— TÂCHES À RÉALISER —
• A. Réécrivez plus brièvement le paragraphe du texte fourni qui commence par « Oh! mais maintenant », en conservant ses faits essentiels.
• B. Selon le texte fourni, d'où viennent toutes les objections et toutes les contradictions ?
• C. Recopiez le passage du texte fourni compris entre "On a un peu" et "des observations incorrectes.", ces deux extrémités incluses.

Mère
l'Agenda
Volume 10
Tu n'as rien à dire?...
Je suis tellement plongé dans tant de choses pratiques ou matérielles...
(Mère rit)
On a un peu l'impression d'être englouti dans la Matière... non?
Ces jours-ci, moi, j'ai eu plutôt l'impression d'être entourée d'une incompréhension totale – mais ça, j'y suis habituée! Mais c'était devenu très aigu; je recevais des questions, des reproches, enfin tout-tout... C'était comme l'esprit d'incompréhension qui se levait partout, et ça m'a fait l'effet de se lever exprès parce que c'était le moment de faire quelque chose... «Pourquoi fait-on ceci, pourquoi fait-on cela, pourquoi est-ce comme cela?...» Et la plupart du temps, basé sur des renseignements tendancieux ou des observations incorrectes.
(silence)
En dépit de cette espèce d'apparent engloutissement par les problèmes et le travail pratique, est-ce que quelque yoga se fait ou quelque chose se fait, même si nous, extérieurement, sommes tellement absorbés que nous n'avons pas l'impression de faire quelque chose?
Oh! mais maintenant, l'être tout entier (le corps a bien compris), mais l'être tout entier sait que tout vient pour vous faire avancer aussi vite que possible, tout: les obstacles, les contradictions, les incompréhensions, les occupations superflues, tout-tout-tout pour faire avancer; c'est pour toucher un point, un autre point, un autre... et vous faire progresser aussi vite que possible. Si l'on ne s'occupe pas de cette Matière, comment est-ce qu'elle va changer?
Et c'est très clair, il est tout à fait évident que toutes les objections, toutes les contradictions viennent seulement d'un mental superficiel qui ne voit que l'apparence des choses. C'est justement pour mettre en garde la conscience contre cela: qu'elle ne soit pas trompée par ces choses, qu'elle puisse voir clairement que c'est tout à fait extérieur, superficiel, et que, derrière cela, tout ce qui se fait, est comme une marche aussi rapide que possible vers... la transformation.

— EXTRAITS DE DONNÉES —

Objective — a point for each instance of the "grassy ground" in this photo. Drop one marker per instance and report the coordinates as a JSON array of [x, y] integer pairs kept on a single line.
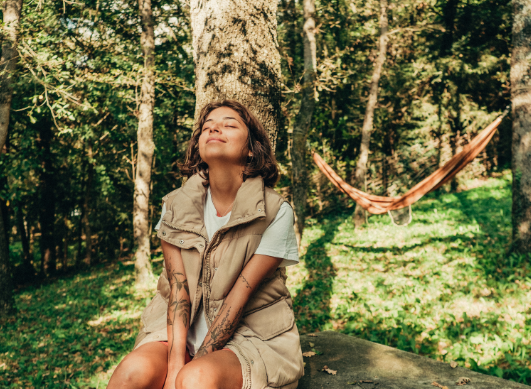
[[441, 287]]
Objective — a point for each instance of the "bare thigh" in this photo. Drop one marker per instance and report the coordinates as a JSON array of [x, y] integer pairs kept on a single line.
[[218, 370], [143, 368]]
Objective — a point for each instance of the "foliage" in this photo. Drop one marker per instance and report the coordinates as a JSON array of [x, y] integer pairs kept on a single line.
[[441, 287]]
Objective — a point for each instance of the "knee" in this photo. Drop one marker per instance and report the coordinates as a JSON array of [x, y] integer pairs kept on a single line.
[[131, 373], [193, 376]]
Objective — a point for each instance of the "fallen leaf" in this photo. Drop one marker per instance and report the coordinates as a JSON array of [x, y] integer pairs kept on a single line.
[[329, 371], [463, 381]]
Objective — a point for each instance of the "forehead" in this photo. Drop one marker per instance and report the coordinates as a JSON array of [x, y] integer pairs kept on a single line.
[[220, 113]]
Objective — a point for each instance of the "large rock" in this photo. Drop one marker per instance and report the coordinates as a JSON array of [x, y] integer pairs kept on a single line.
[[388, 368]]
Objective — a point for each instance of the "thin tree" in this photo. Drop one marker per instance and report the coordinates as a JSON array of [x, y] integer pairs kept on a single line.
[[146, 147], [236, 56], [303, 120], [361, 166], [8, 61], [521, 148]]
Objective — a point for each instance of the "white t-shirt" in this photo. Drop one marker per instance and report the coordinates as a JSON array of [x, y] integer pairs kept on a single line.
[[278, 240]]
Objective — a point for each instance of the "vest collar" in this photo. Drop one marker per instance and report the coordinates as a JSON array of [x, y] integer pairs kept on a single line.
[[189, 204]]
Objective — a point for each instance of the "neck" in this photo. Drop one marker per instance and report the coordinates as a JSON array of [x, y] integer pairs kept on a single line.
[[224, 184]]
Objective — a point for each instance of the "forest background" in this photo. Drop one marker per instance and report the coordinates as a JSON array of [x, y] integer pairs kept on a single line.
[[68, 166]]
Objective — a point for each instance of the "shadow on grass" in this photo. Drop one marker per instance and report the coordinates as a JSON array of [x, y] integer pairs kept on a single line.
[[491, 267], [312, 303], [70, 330]]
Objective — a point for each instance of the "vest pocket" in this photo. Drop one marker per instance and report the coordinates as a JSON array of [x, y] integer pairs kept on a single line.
[[154, 316], [271, 321]]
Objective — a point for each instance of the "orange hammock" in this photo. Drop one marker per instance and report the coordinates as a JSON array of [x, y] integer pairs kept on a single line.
[[379, 205]]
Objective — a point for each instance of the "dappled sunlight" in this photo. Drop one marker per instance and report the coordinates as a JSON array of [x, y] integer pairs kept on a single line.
[[73, 332], [442, 287]]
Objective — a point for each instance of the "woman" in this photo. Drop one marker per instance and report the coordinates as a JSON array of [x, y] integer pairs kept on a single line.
[[222, 316]]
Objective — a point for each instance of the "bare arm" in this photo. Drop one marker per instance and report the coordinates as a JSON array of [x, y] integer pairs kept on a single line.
[[178, 311], [228, 317]]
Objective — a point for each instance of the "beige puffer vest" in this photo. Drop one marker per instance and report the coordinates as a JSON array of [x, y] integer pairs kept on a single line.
[[266, 341]]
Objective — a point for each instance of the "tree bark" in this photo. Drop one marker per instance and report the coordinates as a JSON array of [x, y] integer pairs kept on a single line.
[[47, 201], [236, 56], [29, 270], [146, 147], [521, 147], [7, 303], [361, 167], [8, 60], [86, 208], [303, 120]]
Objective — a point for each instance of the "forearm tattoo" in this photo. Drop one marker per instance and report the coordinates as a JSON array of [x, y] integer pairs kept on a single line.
[[245, 281], [178, 307], [220, 332]]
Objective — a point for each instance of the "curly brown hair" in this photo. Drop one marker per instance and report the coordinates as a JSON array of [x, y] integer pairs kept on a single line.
[[262, 163]]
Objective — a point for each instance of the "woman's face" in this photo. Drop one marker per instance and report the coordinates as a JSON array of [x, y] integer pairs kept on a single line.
[[223, 137]]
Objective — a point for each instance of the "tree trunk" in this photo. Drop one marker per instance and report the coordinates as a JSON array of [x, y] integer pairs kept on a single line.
[[7, 303], [303, 120], [8, 60], [47, 201], [236, 56], [146, 148], [361, 167], [29, 270], [521, 148], [86, 208]]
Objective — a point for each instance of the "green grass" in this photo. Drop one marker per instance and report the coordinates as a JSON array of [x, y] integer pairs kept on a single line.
[[441, 287], [73, 332]]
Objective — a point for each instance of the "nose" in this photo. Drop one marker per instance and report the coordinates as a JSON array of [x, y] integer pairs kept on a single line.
[[215, 127]]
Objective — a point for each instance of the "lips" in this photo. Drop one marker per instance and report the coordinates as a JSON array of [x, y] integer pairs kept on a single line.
[[215, 140]]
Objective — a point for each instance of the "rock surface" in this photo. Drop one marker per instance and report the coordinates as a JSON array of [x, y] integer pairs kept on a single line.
[[388, 368]]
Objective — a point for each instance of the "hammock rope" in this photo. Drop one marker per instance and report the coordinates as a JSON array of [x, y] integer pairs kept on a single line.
[[379, 204]]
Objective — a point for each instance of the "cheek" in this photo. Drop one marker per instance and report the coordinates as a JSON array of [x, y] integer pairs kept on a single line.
[[201, 143]]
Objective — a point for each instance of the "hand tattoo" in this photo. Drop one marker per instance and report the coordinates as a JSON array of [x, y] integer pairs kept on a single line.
[[219, 333], [245, 281]]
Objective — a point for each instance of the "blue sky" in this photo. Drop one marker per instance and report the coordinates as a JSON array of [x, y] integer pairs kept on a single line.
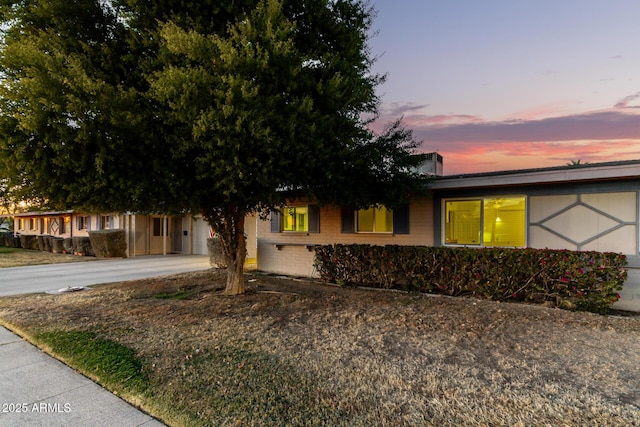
[[497, 85]]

— RÉPONSES PAR TÂCHE —
• A. L'être tout entier, y compris le corps, sait désormais que tout vient pour faire avancer aussi vite que possible. Cela comprend les obstacles, les contradictions, les incompréhensions et les occupations superflues. Chaque chose touche un point après l'autre afin de faire progresser. Si l'on ne s'occupe pas de la Matière, elle ne peut pas changer.

• B. Elles viennent seulement d'un mental superficiel qui ne voit que l'apparence des choses.

• C.
On a un peu l'impression d'être englouti dans la Matière... non?
Ces jours-ci, moi, j'ai eu plutôt l'impression d'être entourée d'une incompréhension totale – mais ça, j'y suis habituée! Mais c'était devenu très aigu; je recevais des questions, des reproches, enfin tout-tout... C'était comme l'esprit d'incompréhension qui se levait partout, et ça m'a fait l'effet de se lever exprès parce que c'était le moment de faire quelque chose... «Pourquoi fait-on ceci, pourquoi fait-on cela, pourquoi est-ce comme cela?...» Et la plupart du temps, basé sur des renseignements tendancieux ou des observations incorrectes.